# [THE PROBLEM]
Please format every line of the items below as a JSON list of strings, one string per line, skipping blank lines. Leave the pictures out of the list.

--- START INPUT DATA ---

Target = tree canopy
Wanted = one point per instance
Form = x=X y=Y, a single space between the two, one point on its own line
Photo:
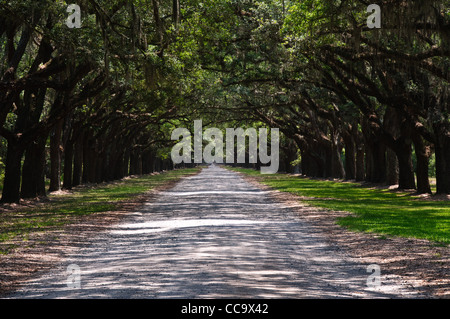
x=97 y=103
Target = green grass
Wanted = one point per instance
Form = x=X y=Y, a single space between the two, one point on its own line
x=375 y=210
x=67 y=208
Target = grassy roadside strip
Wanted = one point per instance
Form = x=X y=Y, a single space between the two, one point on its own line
x=19 y=223
x=378 y=211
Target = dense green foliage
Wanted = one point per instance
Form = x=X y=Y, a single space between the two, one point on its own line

--- END INPUT DATA ---

# [FINAL RESULT]
[
  "Target = tree canopy",
  "Wanted = one point per instance",
  "Form = x=X y=Y, a single space between the two, one point on its own line",
  "Photo:",
  "x=97 y=103",
  "Target = green grass",
  "Wanted = one point per instance",
  "Form = x=X y=Y, a single space between the two, one point on its own line",
  "x=375 y=210",
  "x=67 y=208",
  "Target = grassy roadside strip",
  "Wanted = one point per instance",
  "Form = x=X y=Y, a single space between the two, one point on its own line",
  "x=19 y=223",
  "x=378 y=211",
  "Target = dense green foliage",
  "Wanted = one point per instance",
  "Form = x=X y=Y, a single space between the two, one point on its own line"
]